● **TASK MATERIAL**
==============================
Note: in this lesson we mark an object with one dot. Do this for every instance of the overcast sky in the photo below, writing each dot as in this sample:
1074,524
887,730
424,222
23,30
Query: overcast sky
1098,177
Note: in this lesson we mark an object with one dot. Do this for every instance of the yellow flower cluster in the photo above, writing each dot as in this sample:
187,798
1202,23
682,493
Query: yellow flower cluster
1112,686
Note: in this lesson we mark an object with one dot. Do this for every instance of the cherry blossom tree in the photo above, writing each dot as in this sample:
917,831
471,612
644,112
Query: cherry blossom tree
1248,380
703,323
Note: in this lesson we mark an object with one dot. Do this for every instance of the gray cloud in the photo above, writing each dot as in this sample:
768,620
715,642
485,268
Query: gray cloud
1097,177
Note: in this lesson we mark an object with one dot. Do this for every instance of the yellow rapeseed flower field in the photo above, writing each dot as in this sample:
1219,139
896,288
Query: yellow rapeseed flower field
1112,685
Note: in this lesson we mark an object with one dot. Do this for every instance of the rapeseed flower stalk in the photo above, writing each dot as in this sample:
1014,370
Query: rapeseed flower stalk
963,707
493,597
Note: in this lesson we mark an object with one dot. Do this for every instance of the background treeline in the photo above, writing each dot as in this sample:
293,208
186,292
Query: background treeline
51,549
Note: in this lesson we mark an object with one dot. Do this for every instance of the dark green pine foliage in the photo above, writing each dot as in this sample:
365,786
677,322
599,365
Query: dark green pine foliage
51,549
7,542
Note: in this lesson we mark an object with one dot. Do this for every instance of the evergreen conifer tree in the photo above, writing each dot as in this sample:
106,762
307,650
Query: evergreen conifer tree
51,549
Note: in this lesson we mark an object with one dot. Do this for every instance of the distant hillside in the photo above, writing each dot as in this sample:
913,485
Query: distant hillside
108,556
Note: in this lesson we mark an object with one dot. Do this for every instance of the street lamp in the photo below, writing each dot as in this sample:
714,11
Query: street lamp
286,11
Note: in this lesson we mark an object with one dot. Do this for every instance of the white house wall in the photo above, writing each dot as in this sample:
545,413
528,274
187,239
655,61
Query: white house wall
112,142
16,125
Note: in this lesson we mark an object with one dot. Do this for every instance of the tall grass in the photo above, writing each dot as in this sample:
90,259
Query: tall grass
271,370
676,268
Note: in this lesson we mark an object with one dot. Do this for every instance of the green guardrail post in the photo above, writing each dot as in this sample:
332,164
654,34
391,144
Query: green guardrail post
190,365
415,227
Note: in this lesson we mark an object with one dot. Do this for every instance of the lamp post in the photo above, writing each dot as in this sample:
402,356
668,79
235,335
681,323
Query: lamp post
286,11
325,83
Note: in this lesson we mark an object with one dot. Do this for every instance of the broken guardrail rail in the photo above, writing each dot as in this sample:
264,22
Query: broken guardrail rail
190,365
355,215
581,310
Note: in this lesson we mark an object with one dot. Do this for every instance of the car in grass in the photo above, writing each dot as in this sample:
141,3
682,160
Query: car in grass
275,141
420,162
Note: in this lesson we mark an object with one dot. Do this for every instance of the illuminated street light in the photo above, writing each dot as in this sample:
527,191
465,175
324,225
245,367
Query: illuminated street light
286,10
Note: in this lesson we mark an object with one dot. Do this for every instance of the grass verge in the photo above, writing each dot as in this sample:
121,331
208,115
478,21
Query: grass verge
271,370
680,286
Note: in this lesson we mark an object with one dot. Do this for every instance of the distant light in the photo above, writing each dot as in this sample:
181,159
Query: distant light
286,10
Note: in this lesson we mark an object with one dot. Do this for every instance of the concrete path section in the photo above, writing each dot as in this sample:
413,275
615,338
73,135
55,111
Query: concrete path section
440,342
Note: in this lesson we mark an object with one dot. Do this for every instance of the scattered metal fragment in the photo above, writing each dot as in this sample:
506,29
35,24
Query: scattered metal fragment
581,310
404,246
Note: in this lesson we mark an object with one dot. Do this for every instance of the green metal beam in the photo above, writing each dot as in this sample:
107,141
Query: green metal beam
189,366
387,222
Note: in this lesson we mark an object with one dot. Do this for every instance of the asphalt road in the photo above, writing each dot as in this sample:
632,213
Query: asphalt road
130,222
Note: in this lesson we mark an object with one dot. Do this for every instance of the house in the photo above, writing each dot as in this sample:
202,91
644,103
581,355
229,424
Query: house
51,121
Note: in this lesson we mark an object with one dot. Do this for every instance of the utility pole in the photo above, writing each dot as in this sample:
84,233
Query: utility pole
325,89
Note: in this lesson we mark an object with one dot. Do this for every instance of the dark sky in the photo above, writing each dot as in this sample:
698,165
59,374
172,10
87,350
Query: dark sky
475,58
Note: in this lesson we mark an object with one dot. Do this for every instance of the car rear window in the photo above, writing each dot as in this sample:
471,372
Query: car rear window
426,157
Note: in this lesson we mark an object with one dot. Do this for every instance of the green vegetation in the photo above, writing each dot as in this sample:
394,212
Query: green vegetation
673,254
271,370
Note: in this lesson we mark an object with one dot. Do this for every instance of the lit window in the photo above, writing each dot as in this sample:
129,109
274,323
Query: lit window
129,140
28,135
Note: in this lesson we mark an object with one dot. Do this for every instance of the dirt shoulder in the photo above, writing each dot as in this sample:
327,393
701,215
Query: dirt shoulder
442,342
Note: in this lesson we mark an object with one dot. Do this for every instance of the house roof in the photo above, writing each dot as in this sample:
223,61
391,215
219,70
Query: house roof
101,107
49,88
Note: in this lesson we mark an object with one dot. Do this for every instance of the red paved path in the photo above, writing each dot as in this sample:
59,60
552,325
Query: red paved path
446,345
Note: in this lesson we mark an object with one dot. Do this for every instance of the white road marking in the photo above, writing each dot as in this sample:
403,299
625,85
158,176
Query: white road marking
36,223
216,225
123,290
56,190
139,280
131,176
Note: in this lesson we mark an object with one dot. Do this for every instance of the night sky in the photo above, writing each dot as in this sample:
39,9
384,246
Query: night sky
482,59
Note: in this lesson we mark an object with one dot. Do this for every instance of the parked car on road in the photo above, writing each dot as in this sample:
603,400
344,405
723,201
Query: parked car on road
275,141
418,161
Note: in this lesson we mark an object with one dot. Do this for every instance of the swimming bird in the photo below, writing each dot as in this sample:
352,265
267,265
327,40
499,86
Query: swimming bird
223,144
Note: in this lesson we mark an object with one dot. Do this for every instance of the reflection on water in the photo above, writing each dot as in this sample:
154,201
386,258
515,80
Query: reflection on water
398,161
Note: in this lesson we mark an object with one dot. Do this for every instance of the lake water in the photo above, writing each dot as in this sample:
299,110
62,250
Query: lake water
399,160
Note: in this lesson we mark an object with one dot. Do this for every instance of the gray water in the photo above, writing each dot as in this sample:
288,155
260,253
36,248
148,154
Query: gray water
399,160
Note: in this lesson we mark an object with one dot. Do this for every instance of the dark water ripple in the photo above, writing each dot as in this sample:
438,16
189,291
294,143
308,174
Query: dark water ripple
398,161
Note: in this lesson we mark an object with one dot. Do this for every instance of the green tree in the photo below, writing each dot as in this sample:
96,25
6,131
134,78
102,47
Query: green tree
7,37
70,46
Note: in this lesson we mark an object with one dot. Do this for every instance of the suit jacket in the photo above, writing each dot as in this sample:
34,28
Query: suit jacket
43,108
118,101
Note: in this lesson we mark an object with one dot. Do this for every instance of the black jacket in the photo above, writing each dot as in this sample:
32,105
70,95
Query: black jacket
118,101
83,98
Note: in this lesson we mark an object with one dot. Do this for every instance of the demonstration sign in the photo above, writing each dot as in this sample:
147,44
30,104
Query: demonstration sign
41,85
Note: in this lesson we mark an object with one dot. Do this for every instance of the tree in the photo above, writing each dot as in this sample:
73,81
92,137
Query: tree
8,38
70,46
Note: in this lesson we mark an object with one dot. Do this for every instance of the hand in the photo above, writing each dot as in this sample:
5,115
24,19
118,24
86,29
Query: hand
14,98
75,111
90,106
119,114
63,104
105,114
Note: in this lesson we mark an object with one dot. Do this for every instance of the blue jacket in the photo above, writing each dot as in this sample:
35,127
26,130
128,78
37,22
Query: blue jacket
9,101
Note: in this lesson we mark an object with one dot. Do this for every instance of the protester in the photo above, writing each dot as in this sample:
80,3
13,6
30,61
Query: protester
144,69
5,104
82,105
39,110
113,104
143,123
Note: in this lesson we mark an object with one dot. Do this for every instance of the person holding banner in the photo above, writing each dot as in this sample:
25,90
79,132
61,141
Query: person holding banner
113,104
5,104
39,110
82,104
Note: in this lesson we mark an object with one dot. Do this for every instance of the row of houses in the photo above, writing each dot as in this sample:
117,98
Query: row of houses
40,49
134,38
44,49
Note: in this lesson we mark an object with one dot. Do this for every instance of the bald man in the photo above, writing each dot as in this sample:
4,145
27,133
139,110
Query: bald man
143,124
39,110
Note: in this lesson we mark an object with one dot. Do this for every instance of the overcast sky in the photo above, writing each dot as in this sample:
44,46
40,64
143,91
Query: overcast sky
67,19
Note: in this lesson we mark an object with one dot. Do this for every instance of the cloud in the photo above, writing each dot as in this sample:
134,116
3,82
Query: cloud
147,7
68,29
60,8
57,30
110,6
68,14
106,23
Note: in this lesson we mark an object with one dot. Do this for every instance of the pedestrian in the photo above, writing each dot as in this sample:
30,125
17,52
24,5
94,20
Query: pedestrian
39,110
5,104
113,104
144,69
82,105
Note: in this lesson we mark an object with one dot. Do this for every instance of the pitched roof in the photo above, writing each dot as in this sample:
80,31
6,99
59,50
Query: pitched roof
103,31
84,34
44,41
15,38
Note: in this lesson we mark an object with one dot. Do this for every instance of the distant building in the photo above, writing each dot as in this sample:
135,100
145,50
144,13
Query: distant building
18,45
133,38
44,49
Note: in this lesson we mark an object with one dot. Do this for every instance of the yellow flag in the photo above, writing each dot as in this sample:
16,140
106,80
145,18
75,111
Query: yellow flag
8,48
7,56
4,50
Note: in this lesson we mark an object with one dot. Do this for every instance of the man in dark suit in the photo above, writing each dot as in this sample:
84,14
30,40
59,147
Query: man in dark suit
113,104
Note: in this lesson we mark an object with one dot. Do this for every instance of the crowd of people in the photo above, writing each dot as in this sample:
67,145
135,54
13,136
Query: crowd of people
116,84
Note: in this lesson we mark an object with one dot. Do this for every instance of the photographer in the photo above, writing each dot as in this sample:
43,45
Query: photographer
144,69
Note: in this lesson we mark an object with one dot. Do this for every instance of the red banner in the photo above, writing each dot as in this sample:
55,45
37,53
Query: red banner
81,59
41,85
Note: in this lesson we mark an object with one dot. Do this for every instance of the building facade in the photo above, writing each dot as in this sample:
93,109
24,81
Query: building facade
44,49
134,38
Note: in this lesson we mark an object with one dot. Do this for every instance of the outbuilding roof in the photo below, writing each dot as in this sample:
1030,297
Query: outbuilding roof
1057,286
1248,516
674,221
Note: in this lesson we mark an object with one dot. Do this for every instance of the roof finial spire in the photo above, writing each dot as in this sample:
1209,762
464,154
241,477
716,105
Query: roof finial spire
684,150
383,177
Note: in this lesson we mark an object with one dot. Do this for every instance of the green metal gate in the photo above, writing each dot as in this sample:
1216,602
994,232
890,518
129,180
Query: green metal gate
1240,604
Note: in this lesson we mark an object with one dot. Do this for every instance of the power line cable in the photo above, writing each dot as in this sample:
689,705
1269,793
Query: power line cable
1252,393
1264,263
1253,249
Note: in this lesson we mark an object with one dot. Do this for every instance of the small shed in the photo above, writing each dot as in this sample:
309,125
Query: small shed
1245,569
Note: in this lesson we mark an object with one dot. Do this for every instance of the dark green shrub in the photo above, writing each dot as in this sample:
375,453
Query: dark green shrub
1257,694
==============================
● **WHAT THE TASK ASKS**
Only the lines from the one containing "Query: roof finial spire" through the final line of the material should be printed, each word for word. Both of those lines count.

● **SOLVED PROBLEM**
Query: roof finial spire
684,150
383,177
Note: in this lesson we mark an object with one dot. Do this for every instance of the green metal gate in the photo above, writing each dot as in this sample:
1216,602
994,232
890,518
129,180
Query: green metal gate
1240,604
Note: in this lesson we mark an object with one dot. Do this for every instance of the power line cable in the photo above, writing each dot as in this sample:
689,705
1269,793
Query: power line cable
1252,393
1264,263
1253,249
Note: in this lesson we mark an object with one dot. Do this for every instance of the small shed in the photo above, writing each dot as in this sample:
309,125
Query: small shed
1245,569
Note: in this lesson we mark an object with one dot. Do this for every instance of the dark green shrub in the photo above, writing each dot as in this sample:
375,453
Query: dark green shrub
1257,694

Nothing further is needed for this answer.